問題文 A - 椎名ラクトン化反応の解説で、塩基性条件の反応に用いられるとされている触媒をすべて、略称を添えて挙げてください。
問題文 B - 椎名ラクトン化反応の解説のうち、「椎名ラクトン化反応(しいなラクトンかはんのう、英: Shiina lactonizationまたはShiina」から「では求核性触媒が用いられる。」までを、両端の語句も含めてそのまま書き写してください。

ページ -
──────────────────────────────
椎名ラクトン化反応(しいなラクトンかはんのう、英: Shiina lactonizationまたはShiina macrolactonization)とは有機化学における化学反応のひとつで、芳香族カルボン酸無水物を脱水縮合剤に用いたラクトンの合成法である。1994年にルイス酸触媒を用いる手法が[1][2]、2002年に求核性触媒を用いる手法が椎名勇によって報告された[3][4]

機構 編集

芳香族カルボン酸無水物と触媒の存在下、ヒドロキシカルボン酸を系内にゆっくり加えると、下図の過程を経て対応するラクトン(環状エステル)が得られる。酸性条件での椎名ラクトン化ではルイス酸触媒が用いられ、塩基性条件での椎名ラクトン化では求核性触媒が用いられる。

 
酸性条件での椎名ラクトン化

酸性条件の反応では、4-トリフルオロメチル安息香酸無水物(TFBA)が脱水縮合剤として主に利用される。まず、TFBAにルイス酸触媒が作用し、活性化されたTFBAにヒドロキシカルボン酸のカルボキシル基が反応することで混合酸無水物(Mixed Anhydride, MA)が一旦生成する。引き続き、MAに含まれるヒドロキシカルボン酸由来のカルボニル基が選択的に活性化を受け、ヒドロキシカルボン酸の水酸基が分子内求核攻撃する。同時に、MAから生じた芳香族カルボン酸残基が脱プロトン化剤として働くことで閉環反応が進行しラクトンを与える。反応の収支としては、TFBAが原料であるヒドロキシカルボン酸から水分子1個分の原子を奪い、自らは2分子の4-トリフルオロメチル安息香酸となって反応が終結する。ルイス酸触媒は反応の最後に再生するので原料よりも少ない量で足りる。

 
塩基性条件での椎名ラクトン化

塩基性条件の反応では、2-メチル-6-ニトロ安息香酸無水物MNBA)が脱水縮合剤として多用される[5]。まず、求核性触媒がMNBAに作用することで活性アシルカルボキシラートを与える。これに対してヒドロキシカルボン酸のカルボキシル基が反応することで、酸性条件の反応と同様にMAが一旦生成する。続いて、求核性触媒がMAに含まれるヒドロキシカルボン酸由来のカルボニル基に選択的に作用することで活性アシルカルボキシラートを再度与える。カルボニル基にヒドロキシカルボン酸の水酸基が分子内求核攻撃し、同時に、2-メチル-6-ニトロ安息香酸のカルボキシラートアニオンが脱プロトン化剤として働くことで閉環反応が進行しラクトンを与える。反応の収支としては、MNBAが原料から水分子1個分の原子を奪い、自らは2分子の2-メチル-6-ニトロ安息香酸のアミン塩となって反応が終結する。求核性触媒は反応の最後に再生するので原料よりも少ない量で足りる。

補足 編集

椎名ラクトン化反応の過程は、最後の環化ステップ以外はすべて可逆反応で構成されている。反応の第一段階では穏やかな条件で速やかに混合酸無水物(MA)が生成し、次いで第二段階ではさらに高速なMAの環化反応が進行するためMA濃度の上昇が抑制される。この効果を最大限に引き出すために、原料であるヒドロキシカルボン酸はシリンジポンプを用いて系内にゆっくりと添加する。シリンジポンプを使用して少しずつ添加されるヒドロキシカルボン酸は、わずかに系内に投入された時点で全量が迅速にMAに変換され、引き続き直ちに環化して消費される。このように、椎名ラクトン化反応ではMAの濃度が反応初期から終了時まで全期間にわたり低く保たれるため、単量体の生成比が非常に高い。 芳香族カルボン酸無水物を脱水縮合剤とする反応はヒドロキシカルボン酸の分子内反応(椎名ラクトン化反応)のみならず、カルボン酸とアルコールの分子間反応にも使われる(椎名エステル化反応)。分子内反応、分子間反応ともに様々な天然物や薬理活性化合物の人工合成に利用されている[6][7]。カルボン酸とアミンの反応ではアミドペプチドも得られる[8]。 酸性条件の反応では、金属トリフラートなどのルイス酸触媒が高活性であり、塩基性条件の反応では、N,N-ジメチル-4-アミノピリジンDMAP)、N,N-ジメチル-4-アミノピリジン N-オキシド(DMAPO)および4-ピロリジノピリジン(PPY)などが用いられる。
──────────────────────────────
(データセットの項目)
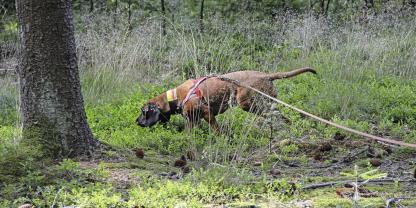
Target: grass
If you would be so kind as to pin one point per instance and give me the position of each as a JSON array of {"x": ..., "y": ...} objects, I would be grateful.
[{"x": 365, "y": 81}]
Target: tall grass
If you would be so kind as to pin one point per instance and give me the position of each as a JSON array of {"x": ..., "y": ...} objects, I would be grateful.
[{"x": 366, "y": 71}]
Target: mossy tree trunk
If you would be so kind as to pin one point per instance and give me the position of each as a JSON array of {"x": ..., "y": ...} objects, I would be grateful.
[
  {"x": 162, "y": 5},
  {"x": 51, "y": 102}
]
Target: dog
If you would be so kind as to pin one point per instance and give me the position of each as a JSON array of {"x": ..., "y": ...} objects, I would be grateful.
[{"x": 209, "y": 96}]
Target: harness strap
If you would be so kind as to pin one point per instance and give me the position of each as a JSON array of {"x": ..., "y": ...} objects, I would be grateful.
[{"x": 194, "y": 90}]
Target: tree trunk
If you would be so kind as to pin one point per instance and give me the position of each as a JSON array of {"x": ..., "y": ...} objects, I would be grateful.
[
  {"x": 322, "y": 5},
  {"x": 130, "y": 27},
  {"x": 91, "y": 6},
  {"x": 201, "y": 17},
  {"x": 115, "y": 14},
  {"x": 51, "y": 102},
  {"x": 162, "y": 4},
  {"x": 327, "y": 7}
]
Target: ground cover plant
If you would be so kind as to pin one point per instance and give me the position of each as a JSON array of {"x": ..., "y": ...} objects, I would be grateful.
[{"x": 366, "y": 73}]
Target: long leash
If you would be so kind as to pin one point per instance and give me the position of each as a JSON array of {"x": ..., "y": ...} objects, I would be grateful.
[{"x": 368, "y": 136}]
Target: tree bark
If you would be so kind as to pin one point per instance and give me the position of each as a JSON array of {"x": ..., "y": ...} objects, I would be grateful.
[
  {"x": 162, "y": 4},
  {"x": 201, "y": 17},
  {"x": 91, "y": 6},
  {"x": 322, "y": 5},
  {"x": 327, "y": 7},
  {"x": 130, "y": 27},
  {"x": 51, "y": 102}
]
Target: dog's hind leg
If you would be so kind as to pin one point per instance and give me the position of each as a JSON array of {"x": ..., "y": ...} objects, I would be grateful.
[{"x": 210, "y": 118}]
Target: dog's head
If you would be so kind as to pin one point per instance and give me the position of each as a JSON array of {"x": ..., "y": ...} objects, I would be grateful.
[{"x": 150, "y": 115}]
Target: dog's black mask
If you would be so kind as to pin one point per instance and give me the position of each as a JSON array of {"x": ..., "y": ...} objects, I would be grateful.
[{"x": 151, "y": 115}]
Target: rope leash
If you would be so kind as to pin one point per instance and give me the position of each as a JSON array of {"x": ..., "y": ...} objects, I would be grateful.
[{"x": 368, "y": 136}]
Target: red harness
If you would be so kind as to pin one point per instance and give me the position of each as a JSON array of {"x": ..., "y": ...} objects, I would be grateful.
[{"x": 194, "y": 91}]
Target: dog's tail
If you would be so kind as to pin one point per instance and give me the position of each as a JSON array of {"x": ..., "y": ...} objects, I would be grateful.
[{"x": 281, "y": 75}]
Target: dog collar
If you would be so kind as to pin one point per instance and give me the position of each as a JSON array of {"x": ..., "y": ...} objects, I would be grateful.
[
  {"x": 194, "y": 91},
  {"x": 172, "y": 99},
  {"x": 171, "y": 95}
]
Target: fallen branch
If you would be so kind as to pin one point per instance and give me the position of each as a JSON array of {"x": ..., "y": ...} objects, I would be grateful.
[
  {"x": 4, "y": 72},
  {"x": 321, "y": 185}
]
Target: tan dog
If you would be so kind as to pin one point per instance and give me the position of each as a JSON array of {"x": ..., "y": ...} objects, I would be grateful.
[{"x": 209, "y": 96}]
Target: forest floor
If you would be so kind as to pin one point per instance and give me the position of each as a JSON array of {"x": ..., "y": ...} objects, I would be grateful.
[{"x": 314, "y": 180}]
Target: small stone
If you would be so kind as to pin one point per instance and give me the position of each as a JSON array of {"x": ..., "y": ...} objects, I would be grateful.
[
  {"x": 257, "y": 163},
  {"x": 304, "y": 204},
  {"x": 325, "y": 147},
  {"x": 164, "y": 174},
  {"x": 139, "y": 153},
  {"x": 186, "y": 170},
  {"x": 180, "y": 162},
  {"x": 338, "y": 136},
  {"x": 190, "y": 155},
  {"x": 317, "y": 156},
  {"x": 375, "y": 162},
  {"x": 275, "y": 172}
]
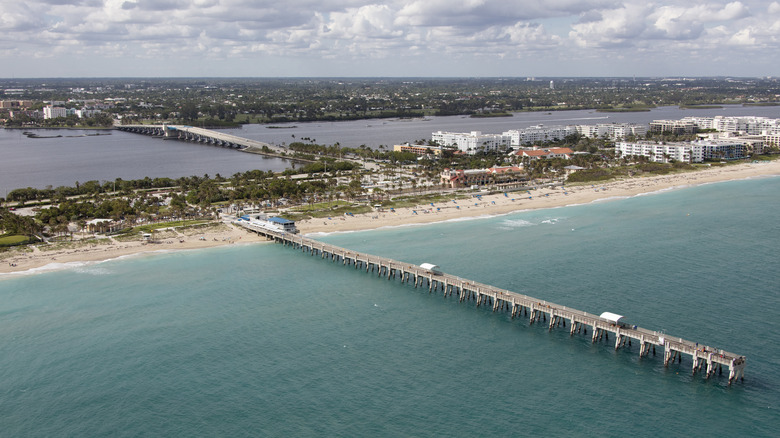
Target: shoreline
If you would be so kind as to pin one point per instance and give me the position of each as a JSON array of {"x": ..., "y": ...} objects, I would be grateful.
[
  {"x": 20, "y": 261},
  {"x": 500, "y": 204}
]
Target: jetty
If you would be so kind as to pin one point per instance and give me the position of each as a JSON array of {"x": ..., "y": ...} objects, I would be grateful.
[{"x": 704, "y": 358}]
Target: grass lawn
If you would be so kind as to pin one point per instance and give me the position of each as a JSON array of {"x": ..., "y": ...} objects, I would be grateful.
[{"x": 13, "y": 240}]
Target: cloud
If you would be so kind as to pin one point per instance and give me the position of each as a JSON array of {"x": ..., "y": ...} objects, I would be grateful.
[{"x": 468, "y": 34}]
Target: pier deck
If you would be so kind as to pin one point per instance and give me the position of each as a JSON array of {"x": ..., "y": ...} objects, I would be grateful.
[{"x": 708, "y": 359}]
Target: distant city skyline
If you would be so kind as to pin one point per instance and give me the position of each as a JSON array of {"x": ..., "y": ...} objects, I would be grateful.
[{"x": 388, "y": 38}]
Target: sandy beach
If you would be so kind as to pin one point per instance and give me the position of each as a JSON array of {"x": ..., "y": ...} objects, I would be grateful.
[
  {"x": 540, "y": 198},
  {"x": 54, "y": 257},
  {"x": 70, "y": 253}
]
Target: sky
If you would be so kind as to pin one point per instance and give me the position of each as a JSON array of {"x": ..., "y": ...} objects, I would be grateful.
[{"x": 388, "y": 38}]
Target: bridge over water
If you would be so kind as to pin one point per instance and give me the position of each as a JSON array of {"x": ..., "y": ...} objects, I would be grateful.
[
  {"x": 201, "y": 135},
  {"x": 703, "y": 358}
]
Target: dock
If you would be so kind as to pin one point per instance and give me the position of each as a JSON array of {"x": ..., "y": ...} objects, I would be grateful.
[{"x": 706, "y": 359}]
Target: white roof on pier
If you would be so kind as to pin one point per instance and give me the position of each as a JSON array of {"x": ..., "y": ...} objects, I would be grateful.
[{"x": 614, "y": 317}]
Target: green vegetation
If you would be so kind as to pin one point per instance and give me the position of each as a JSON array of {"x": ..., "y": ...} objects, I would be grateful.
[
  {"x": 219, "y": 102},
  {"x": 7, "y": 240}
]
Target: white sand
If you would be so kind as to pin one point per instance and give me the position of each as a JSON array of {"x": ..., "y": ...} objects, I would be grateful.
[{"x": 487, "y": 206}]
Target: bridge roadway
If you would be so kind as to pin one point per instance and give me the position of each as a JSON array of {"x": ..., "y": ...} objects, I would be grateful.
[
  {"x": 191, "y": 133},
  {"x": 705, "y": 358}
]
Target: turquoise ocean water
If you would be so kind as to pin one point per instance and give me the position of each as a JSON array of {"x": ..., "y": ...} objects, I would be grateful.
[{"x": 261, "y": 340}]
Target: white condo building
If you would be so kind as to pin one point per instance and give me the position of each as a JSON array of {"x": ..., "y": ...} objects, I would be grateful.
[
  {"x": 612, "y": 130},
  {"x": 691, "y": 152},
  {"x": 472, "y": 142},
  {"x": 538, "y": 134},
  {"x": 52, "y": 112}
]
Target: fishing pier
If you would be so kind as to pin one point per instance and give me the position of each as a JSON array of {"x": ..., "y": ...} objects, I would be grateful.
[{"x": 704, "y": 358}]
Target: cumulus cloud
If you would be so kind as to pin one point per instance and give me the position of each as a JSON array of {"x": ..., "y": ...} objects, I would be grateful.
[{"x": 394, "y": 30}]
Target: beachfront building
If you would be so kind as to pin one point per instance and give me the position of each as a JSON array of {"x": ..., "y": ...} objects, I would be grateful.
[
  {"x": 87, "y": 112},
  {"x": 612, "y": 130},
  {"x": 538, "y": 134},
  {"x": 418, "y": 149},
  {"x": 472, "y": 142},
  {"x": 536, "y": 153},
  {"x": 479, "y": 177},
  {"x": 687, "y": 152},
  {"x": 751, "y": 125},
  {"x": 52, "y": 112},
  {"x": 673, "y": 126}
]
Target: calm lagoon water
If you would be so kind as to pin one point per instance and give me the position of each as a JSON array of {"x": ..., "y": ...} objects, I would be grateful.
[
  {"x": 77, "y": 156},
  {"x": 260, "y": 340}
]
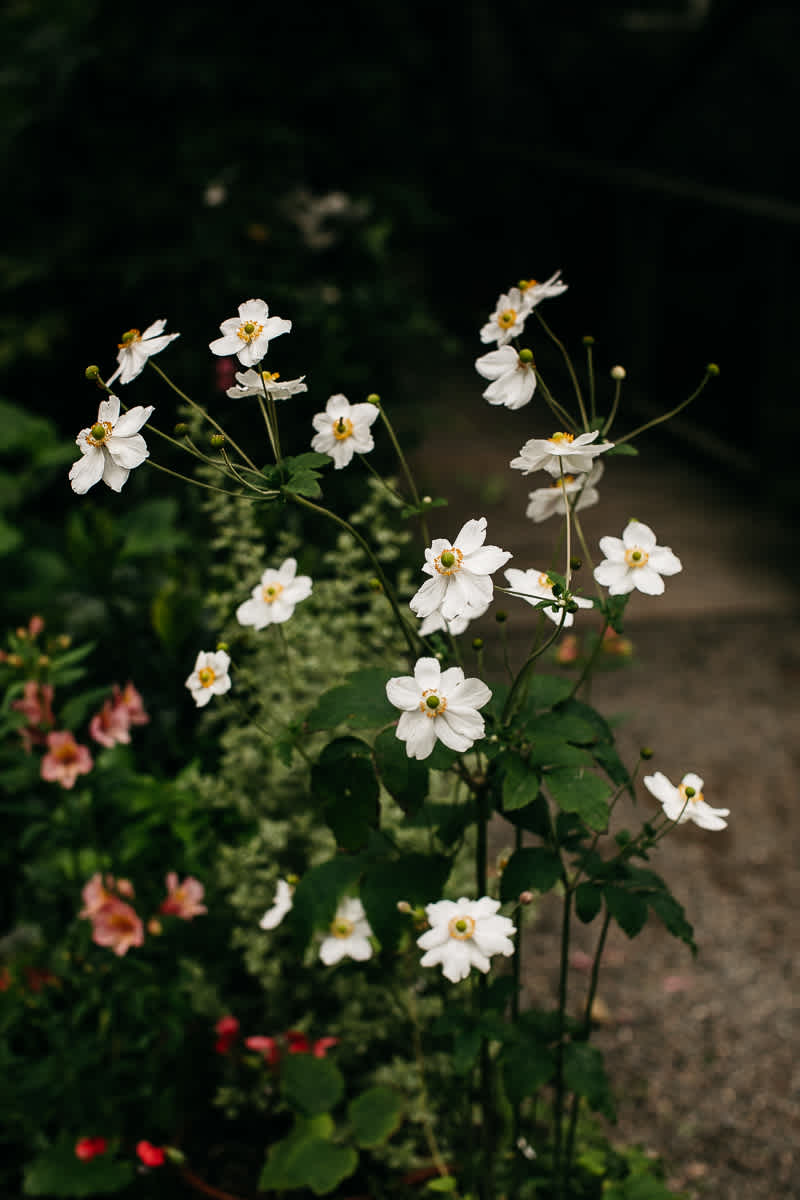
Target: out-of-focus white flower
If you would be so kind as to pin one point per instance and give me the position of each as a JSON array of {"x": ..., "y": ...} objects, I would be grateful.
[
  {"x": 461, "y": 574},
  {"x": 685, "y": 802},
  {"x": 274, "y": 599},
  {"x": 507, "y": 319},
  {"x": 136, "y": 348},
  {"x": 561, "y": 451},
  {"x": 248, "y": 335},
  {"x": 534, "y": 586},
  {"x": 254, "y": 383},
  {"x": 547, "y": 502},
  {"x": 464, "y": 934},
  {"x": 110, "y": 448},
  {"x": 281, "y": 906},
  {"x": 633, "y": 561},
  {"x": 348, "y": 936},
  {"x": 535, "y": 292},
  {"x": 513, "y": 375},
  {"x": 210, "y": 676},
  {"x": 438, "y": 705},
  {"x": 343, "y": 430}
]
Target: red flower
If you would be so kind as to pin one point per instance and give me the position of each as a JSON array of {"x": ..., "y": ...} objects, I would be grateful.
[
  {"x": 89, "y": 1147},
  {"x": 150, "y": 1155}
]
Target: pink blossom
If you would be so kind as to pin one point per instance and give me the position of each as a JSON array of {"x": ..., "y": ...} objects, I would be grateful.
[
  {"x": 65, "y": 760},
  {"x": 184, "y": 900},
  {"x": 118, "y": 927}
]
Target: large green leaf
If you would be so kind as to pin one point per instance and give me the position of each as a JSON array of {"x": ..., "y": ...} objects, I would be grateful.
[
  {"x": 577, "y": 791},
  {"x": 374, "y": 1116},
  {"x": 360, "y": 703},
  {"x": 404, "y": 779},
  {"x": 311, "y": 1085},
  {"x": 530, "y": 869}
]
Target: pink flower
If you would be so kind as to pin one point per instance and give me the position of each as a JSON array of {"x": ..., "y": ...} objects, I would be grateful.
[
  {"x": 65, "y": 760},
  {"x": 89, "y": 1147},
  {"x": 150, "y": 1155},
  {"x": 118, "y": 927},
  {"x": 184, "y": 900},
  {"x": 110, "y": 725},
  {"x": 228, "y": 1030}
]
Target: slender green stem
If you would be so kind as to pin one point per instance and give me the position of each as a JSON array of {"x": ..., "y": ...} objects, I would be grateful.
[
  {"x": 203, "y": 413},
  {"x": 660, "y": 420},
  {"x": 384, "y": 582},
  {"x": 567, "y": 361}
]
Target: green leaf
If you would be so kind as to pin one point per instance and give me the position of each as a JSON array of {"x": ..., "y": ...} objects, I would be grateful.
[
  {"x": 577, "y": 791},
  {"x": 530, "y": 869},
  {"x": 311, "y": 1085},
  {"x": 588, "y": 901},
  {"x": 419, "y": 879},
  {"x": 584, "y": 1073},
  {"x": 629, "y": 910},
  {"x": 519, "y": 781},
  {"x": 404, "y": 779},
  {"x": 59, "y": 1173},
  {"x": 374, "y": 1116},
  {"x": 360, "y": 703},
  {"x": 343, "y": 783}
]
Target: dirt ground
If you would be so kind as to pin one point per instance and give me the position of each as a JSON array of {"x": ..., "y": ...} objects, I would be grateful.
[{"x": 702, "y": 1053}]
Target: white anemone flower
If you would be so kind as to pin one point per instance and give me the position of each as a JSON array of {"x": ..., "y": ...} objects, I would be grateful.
──────────────────────────────
完成した解答 A -
・N,N-ジメチル-4-アミノピリジン(DMAP)
・N,N-ジメチル-4-アミノピリジン N-オキシド(DMAPO)
・4-ピロリジノピリジン(PPY)

完成した解答 B -
椎名ラクトン化反応(しいなラクトンかはんのう、英: Shiina lactonizationまたはShiina macrolactonization)とは有機化学における化学反応のひとつで、芳香族カルボン酸無水物を脱水縮合剤に用いたラクトンの合成法である。1994年にルイス酸触媒を用いる手法が[1][2]、2002年に求核性触媒を用いる手法が椎名勇によって報告された[3][4]

機構 編集

芳香族カルボン酸無水物と触媒の存在下、ヒドロキシカルボン酸を系内にゆっくり加えると、下図の過程を経て対応するラクトン(環状エステル)が得られる。酸性条件での椎名ラクトン化ではルイス酸触媒が用いられ、塩基性条件での椎名ラクトン化では求核性触媒が用いられる。